▶ [PROMPT]: Extract the full listing verbatim and drop any pictures from your copy.

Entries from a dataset
════════════════

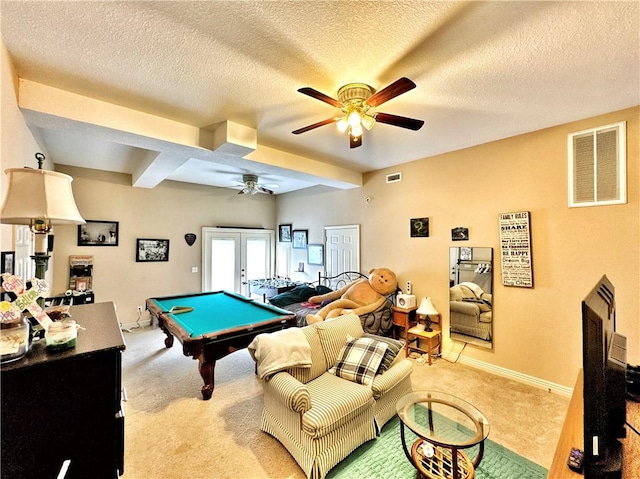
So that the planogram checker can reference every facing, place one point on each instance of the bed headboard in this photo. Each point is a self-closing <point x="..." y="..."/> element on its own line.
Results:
<point x="339" y="280"/>
<point x="342" y="279"/>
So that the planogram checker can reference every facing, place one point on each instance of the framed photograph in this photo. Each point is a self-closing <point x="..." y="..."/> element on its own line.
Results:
<point x="98" y="233"/>
<point x="300" y="239"/>
<point x="152" y="250"/>
<point x="460" y="234"/>
<point x="315" y="254"/>
<point x="419" y="227"/>
<point x="8" y="262"/>
<point x="82" y="284"/>
<point x="284" y="233"/>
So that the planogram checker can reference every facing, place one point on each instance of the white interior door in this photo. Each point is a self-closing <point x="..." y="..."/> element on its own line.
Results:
<point x="231" y="257"/>
<point x="342" y="246"/>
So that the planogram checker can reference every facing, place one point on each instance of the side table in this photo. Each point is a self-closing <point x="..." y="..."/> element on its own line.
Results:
<point x="403" y="318"/>
<point x="416" y="333"/>
<point x="445" y="426"/>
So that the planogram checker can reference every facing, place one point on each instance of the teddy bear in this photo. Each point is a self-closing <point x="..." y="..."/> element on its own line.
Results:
<point x="360" y="296"/>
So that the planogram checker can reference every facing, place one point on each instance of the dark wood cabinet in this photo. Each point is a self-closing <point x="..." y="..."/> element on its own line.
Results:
<point x="66" y="405"/>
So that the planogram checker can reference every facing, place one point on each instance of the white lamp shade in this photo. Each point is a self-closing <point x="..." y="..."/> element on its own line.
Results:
<point x="426" y="308"/>
<point x="39" y="194"/>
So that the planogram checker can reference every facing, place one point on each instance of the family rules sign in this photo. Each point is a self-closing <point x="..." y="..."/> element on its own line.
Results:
<point x="515" y="249"/>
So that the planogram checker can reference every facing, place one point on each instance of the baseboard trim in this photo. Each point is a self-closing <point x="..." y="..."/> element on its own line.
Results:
<point x="509" y="374"/>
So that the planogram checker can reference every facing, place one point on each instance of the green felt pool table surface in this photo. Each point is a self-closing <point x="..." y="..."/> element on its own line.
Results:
<point x="217" y="312"/>
<point x="219" y="324"/>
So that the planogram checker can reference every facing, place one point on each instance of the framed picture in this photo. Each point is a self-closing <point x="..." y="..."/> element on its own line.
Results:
<point x="152" y="250"/>
<point x="419" y="227"/>
<point x="300" y="239"/>
<point x="8" y="262"/>
<point x="284" y="233"/>
<point x="82" y="284"/>
<point x="98" y="233"/>
<point x="460" y="234"/>
<point x="315" y="254"/>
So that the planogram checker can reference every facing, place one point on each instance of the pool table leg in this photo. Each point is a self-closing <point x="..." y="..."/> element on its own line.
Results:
<point x="206" y="369"/>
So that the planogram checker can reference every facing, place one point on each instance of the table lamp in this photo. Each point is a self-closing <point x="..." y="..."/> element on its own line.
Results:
<point x="41" y="199"/>
<point x="426" y="308"/>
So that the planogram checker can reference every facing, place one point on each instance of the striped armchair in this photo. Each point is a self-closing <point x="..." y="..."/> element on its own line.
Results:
<point x="321" y="418"/>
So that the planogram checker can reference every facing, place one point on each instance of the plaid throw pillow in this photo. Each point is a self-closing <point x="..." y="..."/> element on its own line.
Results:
<point x="394" y="346"/>
<point x="359" y="360"/>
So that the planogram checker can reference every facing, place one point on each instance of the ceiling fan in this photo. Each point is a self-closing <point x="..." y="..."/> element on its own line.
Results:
<point x="250" y="186"/>
<point x="355" y="102"/>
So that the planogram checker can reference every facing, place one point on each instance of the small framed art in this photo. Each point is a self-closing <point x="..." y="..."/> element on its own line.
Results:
<point x="284" y="233"/>
<point x="98" y="233"/>
<point x="300" y="239"/>
<point x="460" y="234"/>
<point x="315" y="254"/>
<point x="152" y="250"/>
<point x="419" y="227"/>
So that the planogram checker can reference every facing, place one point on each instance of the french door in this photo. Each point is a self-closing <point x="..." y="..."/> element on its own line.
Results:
<point x="232" y="257"/>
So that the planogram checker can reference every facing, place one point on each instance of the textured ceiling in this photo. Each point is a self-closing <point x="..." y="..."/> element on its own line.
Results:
<point x="484" y="71"/>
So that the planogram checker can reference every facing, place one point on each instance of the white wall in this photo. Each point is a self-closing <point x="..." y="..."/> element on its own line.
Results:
<point x="17" y="145"/>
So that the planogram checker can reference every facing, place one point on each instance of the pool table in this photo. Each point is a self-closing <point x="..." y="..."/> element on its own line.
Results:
<point x="215" y="324"/>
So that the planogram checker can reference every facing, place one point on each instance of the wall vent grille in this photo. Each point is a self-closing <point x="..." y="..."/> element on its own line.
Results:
<point x="394" y="177"/>
<point x="597" y="166"/>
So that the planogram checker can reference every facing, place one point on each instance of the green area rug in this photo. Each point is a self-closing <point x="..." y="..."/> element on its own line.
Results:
<point x="383" y="458"/>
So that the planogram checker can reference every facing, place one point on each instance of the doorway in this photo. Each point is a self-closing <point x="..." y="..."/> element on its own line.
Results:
<point x="342" y="245"/>
<point x="232" y="257"/>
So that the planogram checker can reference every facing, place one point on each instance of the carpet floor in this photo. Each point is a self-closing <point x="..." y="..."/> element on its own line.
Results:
<point x="170" y="432"/>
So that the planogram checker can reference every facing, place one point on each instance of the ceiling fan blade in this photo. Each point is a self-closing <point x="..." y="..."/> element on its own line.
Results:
<point x="398" y="87"/>
<point x="315" y="125"/>
<point x="320" y="96"/>
<point x="401" y="121"/>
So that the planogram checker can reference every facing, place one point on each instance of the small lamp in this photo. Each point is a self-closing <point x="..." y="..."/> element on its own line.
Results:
<point x="41" y="199"/>
<point x="426" y="308"/>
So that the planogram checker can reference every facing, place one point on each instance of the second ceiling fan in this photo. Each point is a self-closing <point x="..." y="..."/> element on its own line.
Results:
<point x="356" y="101"/>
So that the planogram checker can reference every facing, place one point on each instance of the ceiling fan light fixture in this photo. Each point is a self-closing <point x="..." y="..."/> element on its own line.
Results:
<point x="367" y="121"/>
<point x="354" y="118"/>
<point x="356" y="101"/>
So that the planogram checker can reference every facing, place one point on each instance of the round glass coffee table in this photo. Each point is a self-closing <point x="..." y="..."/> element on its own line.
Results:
<point x="445" y="426"/>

════════════════

▶ [RESULT OF THE TASK]:
So that the planogram checker can reference every facing, place one point on each instance of the bed headboard in this photo. Each point is a self-closing <point x="..." y="..."/> element on its own line.
Results:
<point x="339" y="280"/>
<point x="342" y="279"/>
So that the planogram checker can reference every facing, place one point on each instance of the framed photograph in this photo. Each point is a self-closing <point x="..." y="..."/> element on its own line.
Results:
<point x="98" y="233"/>
<point x="300" y="239"/>
<point x="152" y="250"/>
<point x="460" y="234"/>
<point x="315" y="254"/>
<point x="419" y="227"/>
<point x="8" y="262"/>
<point x="82" y="284"/>
<point x="284" y="233"/>
So that the planogram checker can reference every facing, place one point on each instance of the white interior door in this photo. Each point is a self-closing <point x="..." y="..."/> element on its own line.
Results:
<point x="231" y="257"/>
<point x="342" y="246"/>
So that the planogram checker can reference every facing, place one point on each instance of the side table in this photo. Each point is a self-closing <point x="..." y="..."/> element on its own line.
Results:
<point x="403" y="318"/>
<point x="416" y="333"/>
<point x="445" y="426"/>
So that the planogram checker can reference every facing, place one point on each instance of the teddy bear in this photo. Each point is a self-closing <point x="..." y="..."/> element on its own line.
Results:
<point x="360" y="296"/>
So that the planogram checker can reference every facing, place one point on each instance of the dark wood cabinet in this photo. Each point is a self-closing <point x="..." y="..."/> element on its own line.
Results:
<point x="66" y="405"/>
So that the planogram checker can reference every facing, place one point on each instance of the white lamp shade in this photo. Each point is a self-closing <point x="..." y="..."/> element on its own line.
Results:
<point x="426" y="308"/>
<point x="39" y="194"/>
So that the planogram checker can reference every facing, place one point on each instance of the family rules sign in this photo. Each point is a self-closing <point x="..." y="..."/> element on its own line.
Results:
<point x="515" y="249"/>
So that the planogram checker can reference every facing, place one point on each instance of the baseboard trim in this photo. Each point is a self-closing <point x="..." y="..."/> element on its own line.
Results:
<point x="509" y="374"/>
So that the planogram checker can reference every facing, place one point on each instance of the green felt pool table surface in this photo. Each point is a self-closing <point x="..." y="..."/> element on its own line.
Results:
<point x="217" y="312"/>
<point x="219" y="324"/>
So that the planogram checker can reference every facing, place one point on each instance of the framed picture in this photo. Each point is a self-closing <point x="..." y="..."/> element on its own line.
Results:
<point x="152" y="250"/>
<point x="419" y="227"/>
<point x="300" y="239"/>
<point x="8" y="262"/>
<point x="284" y="233"/>
<point x="82" y="284"/>
<point x="98" y="233"/>
<point x="460" y="234"/>
<point x="315" y="254"/>
So that the planogram checker can reference every facing, place one point on each instance of the pool table leg in this photo. Each point is a self-closing <point x="..." y="..."/> element on its own line.
Results:
<point x="206" y="369"/>
So that the planogram checker can reference every facing, place one point on each instance of the table lamp in this photo. Each point is a self-closing <point x="..." y="..."/> element on its own line.
Results:
<point x="41" y="199"/>
<point x="426" y="308"/>
So that the planogram checker can reference every facing, place one point on each instance of the striped armchair in this photo. Each point is a self-closing <point x="..." y="..."/> element on its own line.
Results:
<point x="321" y="418"/>
So that the planogram checker can reference every facing, place one point on each instance of the plaid throw pillow in this photo. Each point is a self-closing <point x="..." y="..."/> element on its own line.
Results:
<point x="394" y="346"/>
<point x="359" y="360"/>
So that the planogram checker can reference every facing, place one point on each instance of the ceiling fan in this photo. Each point is a self-closing <point x="..." y="..."/> element on its own line.
Results:
<point x="250" y="186"/>
<point x="355" y="102"/>
So that the planogram checker can reference every facing, place one point on each instance of the small framed art in this photo. Each point is a self-closing <point x="..." y="..."/> element on its own line.
Results:
<point x="284" y="233"/>
<point x="98" y="233"/>
<point x="300" y="239"/>
<point x="460" y="234"/>
<point x="315" y="254"/>
<point x="152" y="250"/>
<point x="419" y="227"/>
So that the planogram checker can reference every facing, place one point on each instance of the french door in this photo. Each point is a self-closing <point x="..." y="..."/> element on its own line.
Results:
<point x="232" y="257"/>
So that the planogram checker can reference every facing, place one point on each instance of the textured ceiling in this photo. Each point is a self-closing <point x="..." y="..."/> element on its own line.
Results:
<point x="484" y="71"/>
So that the planogram checker can reference every facing, place one point on each instance of the white wall in this photo. Each point is a self-closing <point x="..." y="..."/> element on its own line.
Results:
<point x="17" y="145"/>
So that the planogram checker can reference every facing, place one point on each instance of the pool table in this photo. Each point is a self-closing <point x="..." y="..."/> element on its own line.
Results:
<point x="215" y="324"/>
So that the planogram checker can reference every facing, place one point on each instance of the wall vent grille in this photo. Each point is a self-closing <point x="..." y="..."/> element on its own line.
Results:
<point x="394" y="177"/>
<point x="597" y="166"/>
So that the planogram checker can reference every facing, place one point on each instance of the green area rug in this photo. Each point is a self-closing <point x="..." y="..."/> element on its own line.
Results:
<point x="383" y="458"/>
So that the planogram checker can reference every facing, place one point on each instance of the doorway in this photo. Each point is a self-closing <point x="..." y="..."/> element on its own line.
Results:
<point x="342" y="245"/>
<point x="232" y="257"/>
So that the planogram checker can reference every facing, place one point on each instance of the carpet floor in this photo. Each point is a self-closing <point x="..." y="..."/> element on its own line.
Results:
<point x="170" y="432"/>
So that the planogram checker can reference every facing, place one point on each instance of the ceiling fan blade in this photo. Each point is a self-closing <point x="..." y="..."/> element on its own line.
Results:
<point x="398" y="87"/>
<point x="315" y="125"/>
<point x="320" y="96"/>
<point x="401" y="121"/>
So that the planogram checker can reference every facing, place one point on each instance of the small lamp in this photo. Each point is a self-closing <point x="..." y="..."/> element on its own line.
Results:
<point x="41" y="199"/>
<point x="426" y="308"/>
So that the planogram checker can reference every facing, place one point on each instance of the second ceiling fan in this photo. Each point is a self-closing <point x="..." y="..."/> element on its own line.
Results:
<point x="356" y="101"/>
So that the planogram checker can reference every facing, place one point on each instance of the ceiling fan light fixture in this photo. Each point is a self-closing <point x="..." y="..."/> element on its own line.
Results:
<point x="367" y="121"/>
<point x="354" y="118"/>
<point x="356" y="101"/>
So that the planogram checker can reference every facing, place one point on each instance of the round glass coffee table in this photo. Each point is a self-closing <point x="..." y="..."/> element on its own line.
Results:
<point x="445" y="426"/>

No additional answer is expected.